───── Extrait de texte

Selon moi, s’il y a un but que nous avons atteint grâce au projet de loi C-56, à part tout ce que la ministre Freeland a mentionné au sujet du logement... À mon avis, la meilleure façon d’accroître la concurrence au Canada est de réformer la loi. Nous voulons qu’il y ait davantage de concurrence, moins de consultations et de meilleurs prix pour les Canadiens. Si on regarde ce qui se passe dans d’autres pays, certainement ceux du G7 et de l’Organisation de coopération et de développement économiques, on constate que la meilleure façon d’assurer la stabilité des prix et d’offrir des prix plus bas est d’avoir davantage de concurrence.
L’étude de marché est un élément important parce que, comme je l’ai dit, même dans le secteur de l’épicerie, nous n’avons pas eu l’occasion de réaliser une étude complète. Toutefois, grâce à mes nouveaux pouvoirs, j’ai l’intention d’examiner de nouveau la question afin que les Canadiens soient mieux informés de l’état de l’industrie.
Bienvenue à tous les deux. Je suis ravie de voir dans le projet de loi C-56 des incitatifs fiscaux pour la construction et la propriété d’immeubles locatifs à long terme, dans le but d’augmenter l’offre de logements locatifs et de faire baisser les loyers, deux objectifs dont vous avez fait mention. Cependant, le projet de loi ne fait pas la promotion de logements abordables pour les personnes ayant un urgent besoin d’être logées, particulièrement les prestataires d’assistance sociale et les personnes qui vivent dans des refuges, sous la tente ou dans la rue. Il est fort probable qu’elles n’ont pas les moyens de se payer un logement au prix du marché.
Comment répondra-t-on aux besoins de ces groupes? Quelles mesures le gouvernement prend-il avec les provinces et les territoires, en particulier, pour établir des normes nationales et conclure des ententes de financement afin que chacun bénéficie des mesures nécessaires en matière de services sociaux, d’aide financière, de logement et de services de santé?
Je vous remercie de cette importante question. Comme je le disais à la sénatrice Marshall, nous ne prétendons pas que ce projet de loi est la seule et unique solution au problème du logement auquel le Canada fait face. C’est une mesure très importante. Nous avons pris de nombreuses autres mesures importantes, avant et pendant l’automne, y compris l’ajout de 20 milliards de dollars au Programme des obligations hypothécaires du Canada et l’annonce, pas plus tard qu’hier, de plans de construction uniformes préapprouvés.
Permettez-moi d’abord de dire que, selon moi, même si l’élimination de la TPS sur les immeubles locatifs construits à cette fin ne cible pas précisément l’abordabilité, elle y contribue. Nous croyons vraiment qu’une partie essentielle du problème du logement au Canada est simplement l’insuffisance de l’offre. Nous avons la chance d’être un pays en croissance, et l’offre de logements ne suit pas le rythme de la population. Il y a simplement un problème d’offre.

──────────
───── Entrées extraites

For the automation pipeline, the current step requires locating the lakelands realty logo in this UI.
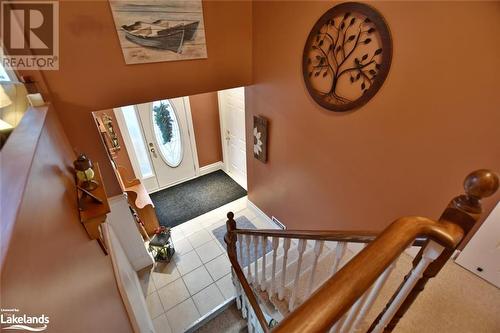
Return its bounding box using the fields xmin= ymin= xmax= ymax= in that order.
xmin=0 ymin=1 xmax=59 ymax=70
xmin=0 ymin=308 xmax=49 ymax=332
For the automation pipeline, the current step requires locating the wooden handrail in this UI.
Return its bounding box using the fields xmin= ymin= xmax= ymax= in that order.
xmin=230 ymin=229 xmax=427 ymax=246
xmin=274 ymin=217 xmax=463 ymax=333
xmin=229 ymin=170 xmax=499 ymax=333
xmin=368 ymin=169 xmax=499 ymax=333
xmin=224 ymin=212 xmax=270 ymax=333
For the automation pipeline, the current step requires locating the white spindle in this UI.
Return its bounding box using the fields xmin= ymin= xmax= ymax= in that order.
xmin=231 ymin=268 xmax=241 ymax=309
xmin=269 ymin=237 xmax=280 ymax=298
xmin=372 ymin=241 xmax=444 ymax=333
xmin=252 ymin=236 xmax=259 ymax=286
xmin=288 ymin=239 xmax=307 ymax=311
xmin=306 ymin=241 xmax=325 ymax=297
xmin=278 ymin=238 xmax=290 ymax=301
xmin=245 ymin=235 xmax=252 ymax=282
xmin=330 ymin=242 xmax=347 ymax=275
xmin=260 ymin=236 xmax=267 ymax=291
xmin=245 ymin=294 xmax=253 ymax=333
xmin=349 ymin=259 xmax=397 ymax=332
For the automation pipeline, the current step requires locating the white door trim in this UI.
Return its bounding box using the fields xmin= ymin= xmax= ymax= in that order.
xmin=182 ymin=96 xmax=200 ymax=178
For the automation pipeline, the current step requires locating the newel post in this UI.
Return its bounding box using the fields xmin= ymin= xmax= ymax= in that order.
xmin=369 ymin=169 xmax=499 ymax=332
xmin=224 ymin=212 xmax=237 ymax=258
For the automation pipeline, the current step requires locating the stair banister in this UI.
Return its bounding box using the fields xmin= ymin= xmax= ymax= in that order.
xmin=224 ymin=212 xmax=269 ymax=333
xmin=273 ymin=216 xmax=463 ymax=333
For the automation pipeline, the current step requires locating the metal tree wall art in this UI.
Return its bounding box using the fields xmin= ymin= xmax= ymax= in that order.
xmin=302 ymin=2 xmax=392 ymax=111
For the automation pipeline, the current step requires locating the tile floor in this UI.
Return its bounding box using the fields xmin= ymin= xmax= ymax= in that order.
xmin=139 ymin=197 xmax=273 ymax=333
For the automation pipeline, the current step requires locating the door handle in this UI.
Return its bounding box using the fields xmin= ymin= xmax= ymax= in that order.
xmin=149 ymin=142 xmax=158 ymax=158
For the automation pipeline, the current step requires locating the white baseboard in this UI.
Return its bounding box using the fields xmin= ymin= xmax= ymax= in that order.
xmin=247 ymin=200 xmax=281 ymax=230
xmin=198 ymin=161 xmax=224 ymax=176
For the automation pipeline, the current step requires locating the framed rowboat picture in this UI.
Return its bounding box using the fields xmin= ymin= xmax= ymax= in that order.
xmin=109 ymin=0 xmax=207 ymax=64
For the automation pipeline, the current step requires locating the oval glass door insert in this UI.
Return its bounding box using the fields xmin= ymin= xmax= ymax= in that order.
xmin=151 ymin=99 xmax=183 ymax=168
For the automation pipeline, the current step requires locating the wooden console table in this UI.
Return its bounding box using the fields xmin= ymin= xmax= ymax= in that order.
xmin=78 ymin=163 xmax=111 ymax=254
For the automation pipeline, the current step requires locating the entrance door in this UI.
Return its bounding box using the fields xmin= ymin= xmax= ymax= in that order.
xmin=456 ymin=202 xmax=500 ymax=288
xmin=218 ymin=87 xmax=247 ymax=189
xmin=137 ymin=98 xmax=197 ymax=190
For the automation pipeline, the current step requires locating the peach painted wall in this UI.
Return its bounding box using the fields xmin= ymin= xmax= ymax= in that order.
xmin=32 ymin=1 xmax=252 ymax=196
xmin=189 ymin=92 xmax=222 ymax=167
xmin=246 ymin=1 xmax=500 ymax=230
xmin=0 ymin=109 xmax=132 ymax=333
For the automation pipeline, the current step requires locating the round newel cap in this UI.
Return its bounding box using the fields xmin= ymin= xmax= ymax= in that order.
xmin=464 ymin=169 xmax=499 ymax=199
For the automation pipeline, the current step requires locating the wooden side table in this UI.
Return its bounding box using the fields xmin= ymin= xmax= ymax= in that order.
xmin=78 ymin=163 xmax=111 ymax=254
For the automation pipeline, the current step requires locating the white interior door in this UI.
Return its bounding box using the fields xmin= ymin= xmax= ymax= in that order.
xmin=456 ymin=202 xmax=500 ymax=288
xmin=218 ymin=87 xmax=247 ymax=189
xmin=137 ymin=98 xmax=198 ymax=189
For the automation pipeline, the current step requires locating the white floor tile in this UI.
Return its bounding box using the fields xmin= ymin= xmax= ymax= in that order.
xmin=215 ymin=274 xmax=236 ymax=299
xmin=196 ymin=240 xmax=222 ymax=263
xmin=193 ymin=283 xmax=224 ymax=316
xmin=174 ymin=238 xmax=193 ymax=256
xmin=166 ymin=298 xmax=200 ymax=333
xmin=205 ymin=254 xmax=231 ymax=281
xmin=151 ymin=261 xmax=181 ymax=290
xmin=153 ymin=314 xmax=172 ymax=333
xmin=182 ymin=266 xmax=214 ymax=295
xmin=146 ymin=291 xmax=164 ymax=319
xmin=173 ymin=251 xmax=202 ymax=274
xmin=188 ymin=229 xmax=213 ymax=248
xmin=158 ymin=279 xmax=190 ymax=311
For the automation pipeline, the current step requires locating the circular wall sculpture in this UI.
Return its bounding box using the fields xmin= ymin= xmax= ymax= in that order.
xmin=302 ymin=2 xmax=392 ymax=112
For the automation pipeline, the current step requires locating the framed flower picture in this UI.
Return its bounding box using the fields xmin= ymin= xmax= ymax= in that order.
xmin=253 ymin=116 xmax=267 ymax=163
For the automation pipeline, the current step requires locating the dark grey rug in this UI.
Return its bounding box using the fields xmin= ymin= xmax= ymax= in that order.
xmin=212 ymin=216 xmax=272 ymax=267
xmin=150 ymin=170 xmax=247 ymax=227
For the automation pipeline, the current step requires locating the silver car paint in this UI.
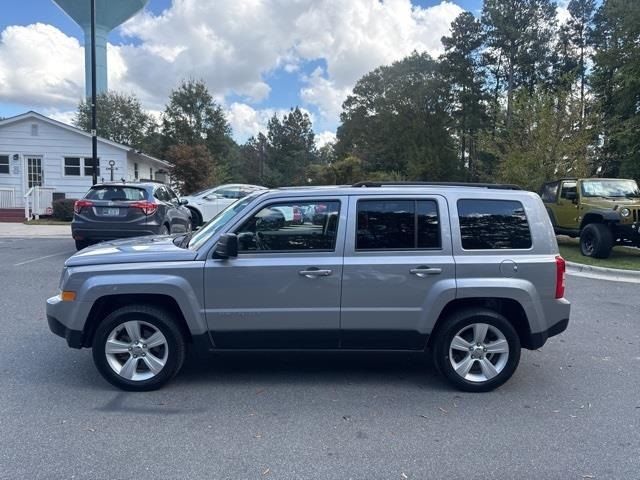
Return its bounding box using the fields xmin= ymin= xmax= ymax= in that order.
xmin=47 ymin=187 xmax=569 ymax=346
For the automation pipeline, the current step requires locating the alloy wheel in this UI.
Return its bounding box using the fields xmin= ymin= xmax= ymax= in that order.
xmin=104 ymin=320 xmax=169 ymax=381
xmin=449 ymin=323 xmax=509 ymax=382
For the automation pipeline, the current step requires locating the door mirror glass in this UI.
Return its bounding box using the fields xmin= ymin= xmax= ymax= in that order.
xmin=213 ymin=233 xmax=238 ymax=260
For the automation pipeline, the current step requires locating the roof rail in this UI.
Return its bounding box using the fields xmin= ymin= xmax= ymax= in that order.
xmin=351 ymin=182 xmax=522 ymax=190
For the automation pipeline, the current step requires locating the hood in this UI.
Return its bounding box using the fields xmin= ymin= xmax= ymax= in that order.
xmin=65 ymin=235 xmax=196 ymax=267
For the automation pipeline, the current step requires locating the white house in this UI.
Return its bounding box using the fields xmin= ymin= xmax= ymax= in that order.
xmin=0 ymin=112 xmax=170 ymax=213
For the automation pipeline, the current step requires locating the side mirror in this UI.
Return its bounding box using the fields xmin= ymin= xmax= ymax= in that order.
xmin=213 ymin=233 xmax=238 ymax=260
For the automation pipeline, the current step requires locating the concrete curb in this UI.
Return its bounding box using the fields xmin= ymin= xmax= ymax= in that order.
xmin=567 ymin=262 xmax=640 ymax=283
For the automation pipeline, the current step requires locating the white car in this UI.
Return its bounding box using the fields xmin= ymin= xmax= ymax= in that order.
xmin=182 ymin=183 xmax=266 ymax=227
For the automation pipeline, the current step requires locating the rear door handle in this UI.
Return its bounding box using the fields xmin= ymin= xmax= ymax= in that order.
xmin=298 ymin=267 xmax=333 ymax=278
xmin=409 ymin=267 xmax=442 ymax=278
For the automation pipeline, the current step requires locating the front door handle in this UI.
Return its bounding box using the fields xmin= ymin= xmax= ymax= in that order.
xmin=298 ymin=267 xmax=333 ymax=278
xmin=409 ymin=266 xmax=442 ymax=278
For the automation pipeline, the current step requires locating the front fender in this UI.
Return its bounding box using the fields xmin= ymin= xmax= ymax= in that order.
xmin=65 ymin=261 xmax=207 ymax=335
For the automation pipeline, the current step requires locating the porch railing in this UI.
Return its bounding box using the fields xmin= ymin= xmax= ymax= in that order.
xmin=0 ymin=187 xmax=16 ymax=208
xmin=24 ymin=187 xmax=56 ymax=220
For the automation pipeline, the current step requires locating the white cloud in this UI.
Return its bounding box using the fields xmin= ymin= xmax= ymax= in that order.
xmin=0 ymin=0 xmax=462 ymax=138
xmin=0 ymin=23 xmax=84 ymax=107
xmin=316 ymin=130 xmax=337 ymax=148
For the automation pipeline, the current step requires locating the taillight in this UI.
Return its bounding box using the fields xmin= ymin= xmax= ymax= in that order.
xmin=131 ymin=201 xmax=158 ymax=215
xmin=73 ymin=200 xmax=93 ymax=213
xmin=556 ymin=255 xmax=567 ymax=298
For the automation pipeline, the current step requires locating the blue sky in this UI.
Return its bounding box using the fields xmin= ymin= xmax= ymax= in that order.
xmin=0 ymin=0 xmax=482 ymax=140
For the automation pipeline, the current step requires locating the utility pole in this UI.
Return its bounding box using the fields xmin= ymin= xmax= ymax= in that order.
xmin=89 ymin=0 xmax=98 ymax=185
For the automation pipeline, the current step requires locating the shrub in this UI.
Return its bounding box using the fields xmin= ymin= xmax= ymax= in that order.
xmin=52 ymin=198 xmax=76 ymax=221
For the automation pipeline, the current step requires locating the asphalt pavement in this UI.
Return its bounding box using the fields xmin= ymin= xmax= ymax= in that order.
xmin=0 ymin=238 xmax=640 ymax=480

──────────

** Consigne **
Prolongez l'extrait sur le projet de loi C-56 au-delà de sa dernière phrase.

** Production attendue **
Comme je le disais à la sénatrice Marshall, l’offre de logements locatifs est particulièrement problématique parce que, jusqu’ici, les particularités économiques de l’industrie de la construction, surtout dans une ville comme la mienne, Toronto, ont tendance à inciter les entrepreneurs à construire des condos, qui ne finissent généralement pas sur le marché locatif.
Grâce à ce projet de loi, il y aura déjà beaucoup plus d’appartements à louer au Canada, ce qui rendra la location d’un appartement plus abordable. C’est vraiment important.
Pour ce qui est de bonifier l’offre sans tarder, la mesure que nous avons incluse dans l’énoncé économique de l’automne au sujet d’Airbnb et d’autres plateformes de location à court terme est aussi importante. Les gens se demandent, avec raison, ce que les mesures favorisant la construction de logements donnent alors que nous avons besoin de maisons maintenant. On prévoit que la mesure concernant Airbnb pourrait rendre jusqu’à 30 000 logements disponibles immédiatement.
Au sujet de l’abordabilité, nous convenons qu’il doit y avoir des programmes en place pour encourager la construction de logements très abordables. C’est ce que fait notre initiative Financement de la construction de logements locatifs, à laquelle nous avons ajouté 15 milliards de dollars dans l’énoncé économique de l’automne. Les ententes de financement pour la construction des édifices dans le cadre de cette initiative comportent différents degrés d’abordabilité.
Madame la ministre, je dois vous interrompre pour laisser la parole à quelqu’un d’autre.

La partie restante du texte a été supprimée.